Action item ▸ Would you repeat, exactly as given, the line with "Could you please mark the white suv" and every line after it to the end of the entries?

⟨

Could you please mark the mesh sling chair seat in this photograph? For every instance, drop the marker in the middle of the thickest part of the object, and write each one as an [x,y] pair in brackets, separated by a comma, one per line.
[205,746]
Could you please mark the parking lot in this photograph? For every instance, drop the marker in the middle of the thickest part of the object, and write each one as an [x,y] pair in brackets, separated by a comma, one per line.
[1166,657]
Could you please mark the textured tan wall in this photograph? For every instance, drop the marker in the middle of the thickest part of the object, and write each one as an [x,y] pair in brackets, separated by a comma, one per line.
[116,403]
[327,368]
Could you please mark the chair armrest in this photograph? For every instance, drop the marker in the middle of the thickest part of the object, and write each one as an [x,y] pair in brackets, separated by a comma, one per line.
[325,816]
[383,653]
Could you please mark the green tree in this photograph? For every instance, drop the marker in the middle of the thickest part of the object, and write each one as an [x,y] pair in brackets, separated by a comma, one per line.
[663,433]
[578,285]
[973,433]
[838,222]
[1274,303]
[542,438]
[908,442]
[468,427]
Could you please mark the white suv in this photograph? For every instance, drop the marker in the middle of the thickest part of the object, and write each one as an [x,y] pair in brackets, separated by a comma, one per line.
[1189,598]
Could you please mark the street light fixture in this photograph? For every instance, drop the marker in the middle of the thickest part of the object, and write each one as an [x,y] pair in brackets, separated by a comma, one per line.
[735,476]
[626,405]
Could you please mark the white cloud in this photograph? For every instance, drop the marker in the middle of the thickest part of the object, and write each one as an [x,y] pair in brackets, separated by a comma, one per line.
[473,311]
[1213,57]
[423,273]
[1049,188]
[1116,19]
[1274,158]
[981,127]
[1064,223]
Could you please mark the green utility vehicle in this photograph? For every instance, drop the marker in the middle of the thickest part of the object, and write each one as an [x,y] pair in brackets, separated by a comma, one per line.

⟩

Answer space ▸
Could you please mark the white suv in this photograph? For every instance, drop the marker in the middle of the thickest part of the object, and write each one as an [x,y] pair in brackets, separated by a comma, one per line.
[1189,598]
Could you please mark the street light fixture in this photograph? For every instance, drop the marker in the middle of the thickest part of the object, and write each one as an [x,y] pair in brackets, separated by a comma, one per line.
[735,476]
[626,405]
Could you please mark the white cloud in this photograph? For every instance, drop the marker in the middle of the thickest part of the object, and write each one as an [x,y] pair in brackets, separated by a comma, one per line.
[473,311]
[1213,57]
[423,273]
[1049,188]
[1116,19]
[1274,158]
[981,127]
[1064,223]
Could you please mark the green utility vehicle in this photograph? For every instance, drop the marker in the middle of the thickest part of the object, and write each one as an [x,y] pair in brackets, separated by a comma, one per line.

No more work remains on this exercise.